## Exercise goal
What is needed here is an exact reprint of every record below.

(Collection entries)

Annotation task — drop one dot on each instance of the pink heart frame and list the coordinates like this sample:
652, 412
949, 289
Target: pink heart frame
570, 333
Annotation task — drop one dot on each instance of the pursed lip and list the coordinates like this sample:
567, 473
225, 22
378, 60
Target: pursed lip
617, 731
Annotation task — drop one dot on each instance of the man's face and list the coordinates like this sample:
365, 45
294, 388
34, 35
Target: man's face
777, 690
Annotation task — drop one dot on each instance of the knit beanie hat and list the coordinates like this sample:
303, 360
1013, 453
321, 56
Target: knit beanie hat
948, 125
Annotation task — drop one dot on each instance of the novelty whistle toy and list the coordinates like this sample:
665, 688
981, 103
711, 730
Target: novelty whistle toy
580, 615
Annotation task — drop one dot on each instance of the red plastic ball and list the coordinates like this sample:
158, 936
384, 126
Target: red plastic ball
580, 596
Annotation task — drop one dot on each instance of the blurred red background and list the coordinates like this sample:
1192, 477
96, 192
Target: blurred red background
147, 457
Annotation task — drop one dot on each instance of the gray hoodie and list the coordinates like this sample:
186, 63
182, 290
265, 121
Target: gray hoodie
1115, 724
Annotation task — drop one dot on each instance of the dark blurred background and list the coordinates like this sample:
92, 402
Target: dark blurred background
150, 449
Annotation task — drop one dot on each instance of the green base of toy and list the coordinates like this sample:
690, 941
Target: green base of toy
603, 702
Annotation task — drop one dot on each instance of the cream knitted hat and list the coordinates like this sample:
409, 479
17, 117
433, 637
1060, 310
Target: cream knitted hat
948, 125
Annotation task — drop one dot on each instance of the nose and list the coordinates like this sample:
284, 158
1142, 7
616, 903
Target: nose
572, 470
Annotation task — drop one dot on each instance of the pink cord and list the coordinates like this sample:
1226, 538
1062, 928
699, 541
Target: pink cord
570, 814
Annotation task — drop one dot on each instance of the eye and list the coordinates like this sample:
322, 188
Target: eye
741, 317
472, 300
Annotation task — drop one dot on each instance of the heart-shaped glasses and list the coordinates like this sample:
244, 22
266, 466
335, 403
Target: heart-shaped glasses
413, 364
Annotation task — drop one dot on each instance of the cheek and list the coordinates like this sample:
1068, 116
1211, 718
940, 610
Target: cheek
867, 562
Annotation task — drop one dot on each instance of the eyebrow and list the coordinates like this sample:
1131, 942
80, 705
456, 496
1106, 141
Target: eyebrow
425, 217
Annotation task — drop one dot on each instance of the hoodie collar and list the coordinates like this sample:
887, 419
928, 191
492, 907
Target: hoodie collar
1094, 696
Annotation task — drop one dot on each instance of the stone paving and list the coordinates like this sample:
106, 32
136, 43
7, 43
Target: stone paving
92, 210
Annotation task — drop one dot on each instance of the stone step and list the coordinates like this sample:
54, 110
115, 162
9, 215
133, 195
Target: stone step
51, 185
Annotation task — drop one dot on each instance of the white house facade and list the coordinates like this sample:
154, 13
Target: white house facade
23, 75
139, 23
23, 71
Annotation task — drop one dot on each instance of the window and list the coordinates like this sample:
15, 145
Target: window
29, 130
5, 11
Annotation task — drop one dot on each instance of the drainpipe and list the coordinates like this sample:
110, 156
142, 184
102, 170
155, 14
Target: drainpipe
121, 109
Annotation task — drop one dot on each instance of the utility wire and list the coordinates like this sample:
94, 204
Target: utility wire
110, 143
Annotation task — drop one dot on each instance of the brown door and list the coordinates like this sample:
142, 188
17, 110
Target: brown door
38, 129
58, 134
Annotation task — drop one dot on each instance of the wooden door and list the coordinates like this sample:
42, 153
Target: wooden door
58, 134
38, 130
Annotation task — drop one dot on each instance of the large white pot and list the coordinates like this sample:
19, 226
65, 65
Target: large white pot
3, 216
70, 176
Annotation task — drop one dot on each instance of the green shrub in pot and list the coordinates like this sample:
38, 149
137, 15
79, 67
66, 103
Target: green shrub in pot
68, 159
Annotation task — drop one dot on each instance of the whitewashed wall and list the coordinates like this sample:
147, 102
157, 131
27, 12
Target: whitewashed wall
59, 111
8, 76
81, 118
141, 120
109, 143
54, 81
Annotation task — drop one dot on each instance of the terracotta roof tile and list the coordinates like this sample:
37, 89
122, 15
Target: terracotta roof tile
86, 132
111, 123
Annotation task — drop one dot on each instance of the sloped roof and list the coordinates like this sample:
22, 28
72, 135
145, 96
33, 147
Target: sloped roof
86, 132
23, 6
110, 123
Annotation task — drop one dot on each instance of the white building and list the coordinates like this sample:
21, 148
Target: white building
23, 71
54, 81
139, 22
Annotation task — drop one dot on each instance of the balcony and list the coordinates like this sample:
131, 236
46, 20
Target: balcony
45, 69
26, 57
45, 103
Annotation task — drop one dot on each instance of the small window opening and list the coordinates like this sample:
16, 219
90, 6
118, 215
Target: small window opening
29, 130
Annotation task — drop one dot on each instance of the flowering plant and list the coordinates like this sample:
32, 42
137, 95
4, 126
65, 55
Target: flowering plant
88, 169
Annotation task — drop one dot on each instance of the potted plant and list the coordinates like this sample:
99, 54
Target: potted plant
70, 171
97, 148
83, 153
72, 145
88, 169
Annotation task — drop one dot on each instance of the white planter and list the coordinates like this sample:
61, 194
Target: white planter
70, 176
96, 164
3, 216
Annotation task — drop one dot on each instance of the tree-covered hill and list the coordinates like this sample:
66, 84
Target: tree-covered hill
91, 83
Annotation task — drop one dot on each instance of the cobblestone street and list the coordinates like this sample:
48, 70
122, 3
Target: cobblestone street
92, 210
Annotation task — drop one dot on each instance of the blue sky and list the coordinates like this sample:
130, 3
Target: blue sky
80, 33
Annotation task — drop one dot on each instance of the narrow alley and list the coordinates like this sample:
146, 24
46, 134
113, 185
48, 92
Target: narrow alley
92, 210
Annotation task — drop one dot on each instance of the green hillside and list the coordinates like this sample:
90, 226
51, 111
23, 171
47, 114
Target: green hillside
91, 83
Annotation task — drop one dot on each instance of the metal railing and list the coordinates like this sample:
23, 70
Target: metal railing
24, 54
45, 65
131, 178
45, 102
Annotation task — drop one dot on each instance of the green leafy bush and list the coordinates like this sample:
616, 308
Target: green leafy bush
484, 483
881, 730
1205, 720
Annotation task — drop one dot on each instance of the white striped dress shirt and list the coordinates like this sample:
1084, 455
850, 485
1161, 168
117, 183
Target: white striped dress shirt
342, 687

## Task answer
Annotation task — drop one dot on each instance of the pink heart frame and list the coordinates like this sample:
652, 412
949, 289
Target: pink heart frame
570, 333
Annotation task — drop one dot on each instance of the pursed lip and list the coordinates like this sample:
567, 473
225, 22
378, 60
Target: pursed lip
617, 731
Annotation task — drop one dot on each instance of the man's face and list the coordinates like this sample:
365, 45
294, 388
34, 35
Target: man's face
777, 690
Annotation task — drop one dot on each instance of the knit beanie hat and list the coordinates like this sample:
303, 360
1013, 453
321, 56
Target: knit beanie hat
948, 125
Annotation task — drop one dot on each instance of the novelty whistle toy and list the coordinates like this sample:
665, 688
981, 103
711, 730
Target: novelty whistle toy
580, 615
Annotation task — drop one dot on each instance of the red plastic ball and list the coordinates like this sample:
158, 936
384, 126
Target: red plastic ball
580, 596
Annotation task — drop one dot on each instance of the blurred red background and list the coordinates like this sample:
1192, 477
96, 192
Target: blurred red background
147, 457
Annotation task — drop one dot on each instance of the gray hoodie and list the coordinates like this sample:
186, 63
182, 290
265, 121
Target: gray hoodie
1115, 724
Annotation task — drop one dot on each instance of the dark blurred background and list the coordinates like this sample:
92, 402
Target: dark blurred background
150, 449
Annotation task — drop one dot on each instance of the green base of toy and list the coordinates like this sample:
690, 941
Target: green base of toy
603, 702
Annotation task — drop one dot on each instance of the cream knitted hat and list the coordinates like this sample:
409, 479
17, 117
433, 637
1060, 310
Target: cream knitted hat
948, 125
Annotation task — drop one dot on each instance of the nose and list the coordinates like this sample:
284, 158
1142, 7
616, 903
Target: nose
572, 470
Annotation task — drop one dot on each instance of the pink cord and list the coordinates like this sample:
1226, 538
1062, 928
699, 541
Target: pink cord
570, 814
Annotation task — drop one dot on each instance of the eye and list the coordinates like this sample:
322, 188
Target: eye
741, 317
472, 300
Annotation task — drop one dot on each instance of the heart-shaped glasses and list the coordinates like this sample:
244, 22
266, 466
335, 403
Target: heart-shaped glasses
413, 364
Annotation task — drop one dot on each instance of the cheek and list the coordinates like this sample:
1068, 116
1211, 718
940, 610
Target: cheek
867, 562
Annotation task — drop one dot on each instance of the eyebrow and list the coordinates like this sample:
1131, 942
80, 705
456, 496
1106, 141
Target: eyebrow
425, 217
Annotation task — drop one dot on each instance of the hoodie collar and list the coordinates like this sample:
887, 419
928, 191
492, 907
Target: hoodie collar
1094, 696
Annotation task — drop one dot on each instance of the stone paving and list the coordinates like this sample:
106, 32
136, 43
7, 43
Target: stone paving
92, 210
Annotation task — drop one dot on each instance of the stone step and list the coordinates like this sample:
54, 110
115, 162
9, 215
133, 195
Target: stone step
51, 185
Annotation task — drop one dot on each instance of the white house facade and list the coordinates like this sample:
154, 13
Target: white house facade
23, 75
139, 23
23, 71
Annotation task — drop one dot on each instance of the window and list the coordinates like this sample:
15, 145
Target: window
29, 130
5, 11
Annotation task — drop one dot on each instance of the drainpipe and list the coordinates like this sample:
110, 156
142, 184
102, 170
155, 14
Target: drainpipe
121, 109
Annotation task — drop one dot on each instance of the utility wire and list the coordinates like this sample:
94, 204
Target: utility wire
110, 143
Annotation task — drop one dot on each instance of the brown door and list the coordinates like this sample:
142, 188
17, 110
Target: brown door
38, 129
58, 134
Annotation task — drop one dot on each instance of the wooden door and list the coordinates like this sample:
42, 153
Target: wooden door
58, 134
38, 130
Annotation task — drop one dot on each instance of the large white pot and list the coordinates like this sample:
19, 226
65, 65
Target: large white pot
3, 216
70, 176
Annotation task — drop one dot on each instance of the green shrub in pot and list the coordinates like this sample:
38, 149
137, 15
79, 67
66, 103
Target: green shrub in pot
68, 159
Annotation task — drop one dot on each instance of the whitewashed wall and list the coordinates like this sample:
147, 102
157, 131
27, 12
Target: whitewashed wall
59, 111
8, 76
81, 118
141, 120
109, 143
54, 81
Annotation task — drop one dot on each instance of the terracotta roof tile and list the coordinates like this sample:
37, 89
122, 15
Target: terracotta roof tile
86, 132
111, 123
Annotation task — drop one dot on each instance of the sloped roof and list the coordinates like this sample:
22, 28
72, 135
145, 96
33, 147
Target: sloped roof
86, 132
23, 6
110, 123
Annotation task — drop one dot on each instance of the white building and list the coordinates like this sample:
21, 148
Target: white building
23, 71
54, 81
139, 22
Annotation task — drop one dot on each instance of the balcony and list the coordinates like this sample:
131, 236
46, 20
Target: balcony
45, 69
26, 57
45, 103
Annotation task — drop one dot on each instance of the small window opening and list the coordinates like this sample:
16, 219
90, 6
118, 215
Target: small window opening
29, 130
Annotation task — drop one dot on each instance of the flowering plant and list the coordinates like this sample:
32, 42
137, 95
4, 126
65, 55
Target: flowering plant
88, 169
Annotation task — drop one dot on each instance of the potted plant and list the coordinates like this sample:
99, 54
Target: potted plant
70, 171
97, 148
83, 153
72, 145
88, 169
Annotation task — drop one dot on each instance of the white planter and list the coordinates like this sample:
61, 194
Target: white planter
70, 176
96, 164
3, 216
Annotation task — drop one dot on each instance of the tree-covered hill and list the coordinates like this sample:
66, 84
Target: tree-covered hill
91, 83
Annotation task — drop one dot on each instance of the cobblestone street and list the coordinates like this sample:
48, 70
122, 3
Target: cobblestone street
92, 210
Annotation task — drop one dot on each instance of the blue sky and list the coordinates like this sample:
130, 3
Target: blue sky
80, 33
Annotation task — drop one dot on each instance of the narrow alley and list the coordinates like this sample:
146, 24
46, 134
113, 185
48, 92
Target: narrow alley
92, 210
Annotation task — drop one dot on each instance of the green hillside and list the coordinates like this sample:
90, 226
51, 111
23, 171
47, 114
Target: green hillside
91, 83
Annotation task — drop one dot on each instance of the metal railing and list the coordinates like this sample:
23, 70
Target: metal railing
24, 54
45, 65
131, 178
45, 102
Annotation task — drop one dot on each instance of the green leafy bush and list the coordinates like this sample:
616, 308
Target: green leafy bush
484, 483
881, 730
1205, 720
Annotation task — drop one dot on each instance of the white striped dress shirt and list the coordinates like this sample:
1084, 455
850, 485
1161, 168
117, 183
Target: white striped dress shirt
342, 687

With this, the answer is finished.